◆ **Selected text**:
===============
The reality is that the "keep busy" mentality is a measurement. The message is "work or be laid off." It may not even be a formal measurement, but chances are everyone knows about it. If they don’t, they will learn very quickly after the first layoff. What is the response to this measurement? One must keep busy. There are then two choices for someone who has insufficient work to do: slow down, or accept more work.
Slowing down is a manifestation of Parkinson’s Law (Parkinson 1957, 2): the work expands to fill the time available for its completion. People become less productive. People procrastinate.
Accepting more work sounds promising. On the other hand, if people besides the technician continue to accept enough work to keep busy, uncompleted work will build up in the system. For a discussion of some of the results of this buildup of work, including increased lead times and reduced quality, see (Goldratt and Fox 1986, 32-53). For now, it’s sufficient to note that excess work adds to the overall confusion. The more papers on your desk, the less likely you are to find the ones you need. The combination of Parkinson’s Law and the buildup of uncompleted work means that management can’t really predict when tasks will be done, or how much time is available to do more. It therefore becomes very difficult to predict how long a given project, or even a given task, will take.
There’s another local performance measurement that causes problems: the necessity of keeping individual commitment dates. When people commit to finishing a task by a certain date, they are likely to be held to this date. At first this seems both sensible and inevitable. But consider what typically happens in order that people can make their personal commitments. Suppose someone has a task that should take, on average, five weeks of work. If they estimate five weeks, they’ll be late at least half the time, even if no other tasks come up. That is unacceptable. In order to have a good chance of finishing on time, they’ll probably estimate at least ten. They’ll provide for the worst case. Of course, they’re only busy half the time, so they’ll have to take some other actions — either slow down, or accept more work.
Now consider how these local measurements affect the bidding process. The project bid must be competitive. Time to complete is usually a significant factor. In order to be competitive, task times are often factored down, sometimes arbitrarily. In the process project performance criteria may be compromised as well. The chances of completing on time, and the chances of satisfying the customer, suffer.
Let’s look at how this affects project schedules. A possible critical path schedule for the project in Exhibit 2 is shown in Exhibit 3.
The tasks with bold borders are on the critical path. Note that the individual tasks have been padded to protect their completion times. Some of that padding may have been reduced to make a competitive bid. The overall project duration is nineteen weeks. The task durations, and hence the project completion date, are rather arbitrary.
An astute project manager might note that there is a conflict for the hardware technician’s time. They might decide to resolve the conflict by creating an artificial dependency between the two technician’s tasks, as follows:
This plan is probably more realistic. But now the project duration is twenty-four weeks, which is twice the duration of the critical path in Exhibit 2. Furthermore, the last task has only one week of protection; this may still be insufficient to protect the project due date from problems.
===============
◆ **What to do**:
[1] In the project scheduling passage, how many weeks long is the overall project duration in the critical path schedule shown in Exhibit 3?
[2] Write out the project scheduling passage between "The reality is" and "productive. People procrastinate.", inclusive.
===============
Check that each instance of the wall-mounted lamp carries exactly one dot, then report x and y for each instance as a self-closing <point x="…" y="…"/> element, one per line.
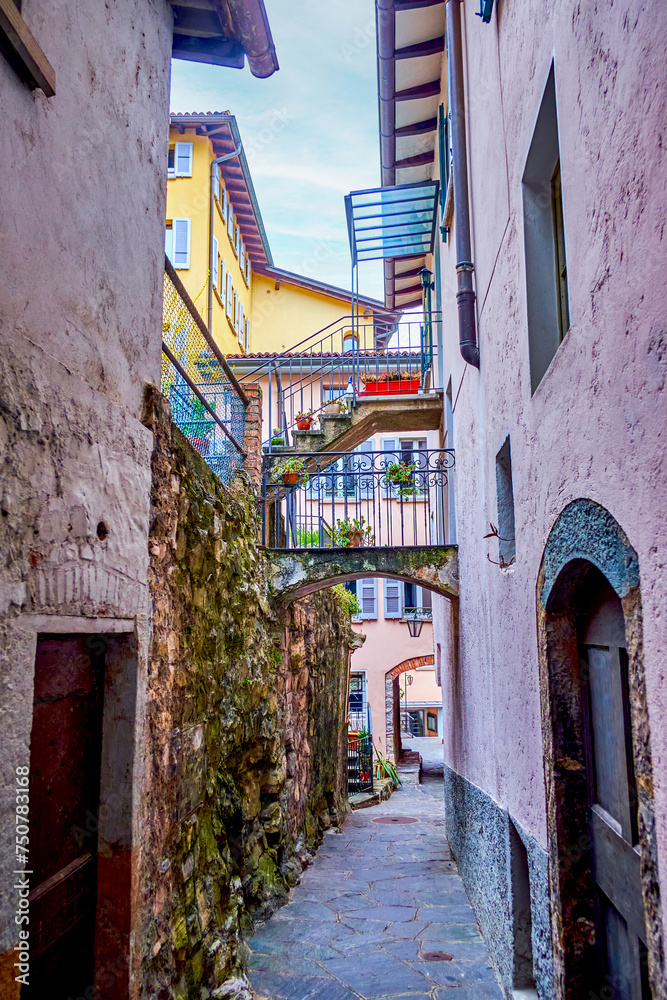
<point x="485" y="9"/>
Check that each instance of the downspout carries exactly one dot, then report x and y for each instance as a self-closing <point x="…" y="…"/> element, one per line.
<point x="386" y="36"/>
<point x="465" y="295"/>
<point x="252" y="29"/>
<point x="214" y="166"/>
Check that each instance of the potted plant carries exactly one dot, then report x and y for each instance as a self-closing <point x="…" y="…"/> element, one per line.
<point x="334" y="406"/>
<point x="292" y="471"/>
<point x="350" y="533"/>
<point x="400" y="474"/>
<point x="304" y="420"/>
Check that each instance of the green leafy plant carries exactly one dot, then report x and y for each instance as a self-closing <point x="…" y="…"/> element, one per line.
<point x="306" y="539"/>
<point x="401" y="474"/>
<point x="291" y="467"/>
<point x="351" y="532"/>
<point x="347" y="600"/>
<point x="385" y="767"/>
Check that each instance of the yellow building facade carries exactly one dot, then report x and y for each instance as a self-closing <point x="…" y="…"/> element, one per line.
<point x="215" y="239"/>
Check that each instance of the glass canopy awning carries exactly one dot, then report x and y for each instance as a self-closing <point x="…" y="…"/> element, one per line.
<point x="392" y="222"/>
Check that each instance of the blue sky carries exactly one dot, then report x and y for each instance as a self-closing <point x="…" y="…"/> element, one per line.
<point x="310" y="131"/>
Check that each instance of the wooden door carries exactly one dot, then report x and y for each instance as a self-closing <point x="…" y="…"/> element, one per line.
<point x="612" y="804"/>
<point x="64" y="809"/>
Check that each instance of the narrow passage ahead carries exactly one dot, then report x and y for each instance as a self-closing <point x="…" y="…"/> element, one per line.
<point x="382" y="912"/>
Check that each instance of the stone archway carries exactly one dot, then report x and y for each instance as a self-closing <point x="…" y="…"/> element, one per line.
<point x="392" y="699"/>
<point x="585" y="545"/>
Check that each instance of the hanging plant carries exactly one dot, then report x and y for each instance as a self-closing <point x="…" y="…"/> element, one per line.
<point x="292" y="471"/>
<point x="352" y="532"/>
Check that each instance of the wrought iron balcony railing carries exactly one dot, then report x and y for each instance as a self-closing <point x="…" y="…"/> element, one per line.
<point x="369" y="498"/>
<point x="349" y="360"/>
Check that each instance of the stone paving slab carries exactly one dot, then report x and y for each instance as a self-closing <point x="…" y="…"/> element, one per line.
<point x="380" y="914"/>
===============
◆ **Task-by-task outputs**:
[1] Nineteen weeks.

[2]
The reality is that the "keep busy" mentality is a measurement. The message is "work or be laid off." It may not even be a formal measurement, but chances are everyone knows about it. If they don’t, they will learn very quickly after the first layoff. What is the response to this measurement? One must keep busy. There are then two choices for someone who has insufficient work to do: slow down, or accept more work.
Slowing down is a manifestation of Parkinson’s Law (Parkinson 1957, 2): the work expands to fill the time available for its completion. People become less productive. People procrastinate.